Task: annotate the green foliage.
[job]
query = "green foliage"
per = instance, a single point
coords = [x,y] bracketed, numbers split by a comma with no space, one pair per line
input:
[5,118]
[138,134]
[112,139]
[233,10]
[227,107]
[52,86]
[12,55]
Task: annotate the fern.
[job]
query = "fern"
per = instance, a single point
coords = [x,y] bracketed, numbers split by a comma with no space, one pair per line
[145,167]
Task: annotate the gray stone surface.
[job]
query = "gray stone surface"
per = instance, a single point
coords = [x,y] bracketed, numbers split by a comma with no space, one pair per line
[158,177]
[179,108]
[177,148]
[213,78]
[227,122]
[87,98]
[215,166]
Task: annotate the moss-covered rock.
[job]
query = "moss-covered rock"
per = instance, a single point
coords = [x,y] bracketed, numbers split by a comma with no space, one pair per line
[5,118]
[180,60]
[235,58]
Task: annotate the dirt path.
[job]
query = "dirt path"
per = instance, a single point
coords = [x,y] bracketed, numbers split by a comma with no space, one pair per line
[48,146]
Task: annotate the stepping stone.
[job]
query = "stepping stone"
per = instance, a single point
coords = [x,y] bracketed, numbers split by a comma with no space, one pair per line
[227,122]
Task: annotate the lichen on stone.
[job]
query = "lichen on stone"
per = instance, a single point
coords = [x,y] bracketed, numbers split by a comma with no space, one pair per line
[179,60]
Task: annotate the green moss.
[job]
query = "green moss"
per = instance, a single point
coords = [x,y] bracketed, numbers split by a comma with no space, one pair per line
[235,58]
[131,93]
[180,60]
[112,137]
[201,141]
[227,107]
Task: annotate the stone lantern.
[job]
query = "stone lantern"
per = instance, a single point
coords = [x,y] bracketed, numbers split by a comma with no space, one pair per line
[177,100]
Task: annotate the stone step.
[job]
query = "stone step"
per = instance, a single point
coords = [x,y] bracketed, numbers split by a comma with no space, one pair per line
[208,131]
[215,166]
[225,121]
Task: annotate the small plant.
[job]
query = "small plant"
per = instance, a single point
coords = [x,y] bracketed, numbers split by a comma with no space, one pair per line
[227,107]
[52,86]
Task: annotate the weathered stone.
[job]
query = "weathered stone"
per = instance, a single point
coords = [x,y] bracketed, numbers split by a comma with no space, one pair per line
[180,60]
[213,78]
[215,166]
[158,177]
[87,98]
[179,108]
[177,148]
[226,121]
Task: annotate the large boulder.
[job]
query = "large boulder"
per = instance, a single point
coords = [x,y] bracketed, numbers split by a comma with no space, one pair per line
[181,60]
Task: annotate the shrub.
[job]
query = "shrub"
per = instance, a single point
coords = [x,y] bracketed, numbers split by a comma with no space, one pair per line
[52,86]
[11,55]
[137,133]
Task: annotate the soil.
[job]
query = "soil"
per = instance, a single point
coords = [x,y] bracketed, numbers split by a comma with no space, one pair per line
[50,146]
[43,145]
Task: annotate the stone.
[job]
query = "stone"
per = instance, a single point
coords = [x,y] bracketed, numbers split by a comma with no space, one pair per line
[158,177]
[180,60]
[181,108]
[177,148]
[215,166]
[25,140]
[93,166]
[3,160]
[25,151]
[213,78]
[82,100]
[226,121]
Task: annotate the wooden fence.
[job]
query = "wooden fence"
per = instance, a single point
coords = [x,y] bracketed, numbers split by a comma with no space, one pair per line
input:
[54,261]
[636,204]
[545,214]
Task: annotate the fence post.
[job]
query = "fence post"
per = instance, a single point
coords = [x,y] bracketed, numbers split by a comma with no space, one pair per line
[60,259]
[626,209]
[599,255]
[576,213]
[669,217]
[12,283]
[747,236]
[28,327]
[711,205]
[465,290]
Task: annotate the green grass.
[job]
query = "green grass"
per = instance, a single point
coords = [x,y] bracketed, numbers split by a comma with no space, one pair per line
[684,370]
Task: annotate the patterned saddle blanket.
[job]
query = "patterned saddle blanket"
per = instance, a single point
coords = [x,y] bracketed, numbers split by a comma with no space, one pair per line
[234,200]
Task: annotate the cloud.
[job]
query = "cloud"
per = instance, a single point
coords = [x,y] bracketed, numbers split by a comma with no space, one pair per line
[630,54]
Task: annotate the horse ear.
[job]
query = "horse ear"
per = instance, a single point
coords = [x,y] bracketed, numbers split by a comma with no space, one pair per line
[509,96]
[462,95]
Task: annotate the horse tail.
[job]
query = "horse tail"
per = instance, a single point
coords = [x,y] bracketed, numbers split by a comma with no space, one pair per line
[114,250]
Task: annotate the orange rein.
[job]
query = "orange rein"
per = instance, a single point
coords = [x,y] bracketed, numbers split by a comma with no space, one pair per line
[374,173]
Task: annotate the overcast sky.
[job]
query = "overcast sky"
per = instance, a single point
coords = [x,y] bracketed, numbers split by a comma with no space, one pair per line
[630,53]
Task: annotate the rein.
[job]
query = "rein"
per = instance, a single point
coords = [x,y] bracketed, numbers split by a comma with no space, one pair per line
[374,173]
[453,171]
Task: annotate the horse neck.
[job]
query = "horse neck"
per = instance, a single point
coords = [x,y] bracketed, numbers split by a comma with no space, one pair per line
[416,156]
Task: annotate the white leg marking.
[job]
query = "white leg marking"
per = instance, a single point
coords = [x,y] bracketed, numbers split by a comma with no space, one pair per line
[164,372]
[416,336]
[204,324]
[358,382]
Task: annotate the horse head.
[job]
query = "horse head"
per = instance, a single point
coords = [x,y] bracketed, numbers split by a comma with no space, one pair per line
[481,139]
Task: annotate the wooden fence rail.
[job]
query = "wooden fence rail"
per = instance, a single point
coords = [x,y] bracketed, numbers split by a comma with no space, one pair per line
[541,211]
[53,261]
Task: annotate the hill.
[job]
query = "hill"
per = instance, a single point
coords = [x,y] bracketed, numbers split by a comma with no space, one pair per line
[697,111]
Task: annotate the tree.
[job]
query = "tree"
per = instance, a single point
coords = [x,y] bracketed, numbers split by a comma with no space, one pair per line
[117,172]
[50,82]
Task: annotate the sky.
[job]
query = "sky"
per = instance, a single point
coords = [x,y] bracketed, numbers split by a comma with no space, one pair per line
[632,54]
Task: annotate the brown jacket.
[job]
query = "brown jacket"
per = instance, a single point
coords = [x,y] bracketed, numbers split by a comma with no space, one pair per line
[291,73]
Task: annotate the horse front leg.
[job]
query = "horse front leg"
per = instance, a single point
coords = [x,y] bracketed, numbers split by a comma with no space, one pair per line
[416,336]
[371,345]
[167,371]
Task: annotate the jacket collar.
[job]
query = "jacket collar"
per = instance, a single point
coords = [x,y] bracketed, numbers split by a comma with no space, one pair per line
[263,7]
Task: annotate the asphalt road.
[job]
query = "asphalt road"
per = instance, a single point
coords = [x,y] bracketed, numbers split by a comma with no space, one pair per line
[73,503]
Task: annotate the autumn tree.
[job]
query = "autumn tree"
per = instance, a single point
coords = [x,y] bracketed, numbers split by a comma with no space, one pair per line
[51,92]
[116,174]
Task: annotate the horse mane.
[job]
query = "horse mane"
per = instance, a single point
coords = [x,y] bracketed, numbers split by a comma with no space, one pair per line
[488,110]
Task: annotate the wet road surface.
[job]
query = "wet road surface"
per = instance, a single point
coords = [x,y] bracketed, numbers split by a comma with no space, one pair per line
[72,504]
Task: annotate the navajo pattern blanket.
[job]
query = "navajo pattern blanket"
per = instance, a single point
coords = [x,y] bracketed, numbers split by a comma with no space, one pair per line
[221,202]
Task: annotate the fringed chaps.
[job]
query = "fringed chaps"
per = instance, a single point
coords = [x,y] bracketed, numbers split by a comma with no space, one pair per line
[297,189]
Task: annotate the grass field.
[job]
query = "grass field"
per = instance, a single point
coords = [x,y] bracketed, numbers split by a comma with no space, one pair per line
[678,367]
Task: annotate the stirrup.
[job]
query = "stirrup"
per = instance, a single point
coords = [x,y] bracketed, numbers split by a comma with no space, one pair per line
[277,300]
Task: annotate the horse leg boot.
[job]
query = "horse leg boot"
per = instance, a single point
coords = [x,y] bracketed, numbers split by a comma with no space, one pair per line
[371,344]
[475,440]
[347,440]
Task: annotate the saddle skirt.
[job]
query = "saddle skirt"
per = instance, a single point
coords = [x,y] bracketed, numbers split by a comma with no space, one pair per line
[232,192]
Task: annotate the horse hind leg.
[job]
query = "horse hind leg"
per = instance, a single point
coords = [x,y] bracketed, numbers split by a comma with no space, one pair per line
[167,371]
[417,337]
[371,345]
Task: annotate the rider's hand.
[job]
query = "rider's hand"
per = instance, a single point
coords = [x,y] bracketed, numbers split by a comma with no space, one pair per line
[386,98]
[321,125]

▬▬▬▬▬▬

=== Work instruction ===
Please return every line from the material above where the string "autumn" occurs.

=== Exercise solution ===
Task: annotate the autumn tree.
query = "autumn tree"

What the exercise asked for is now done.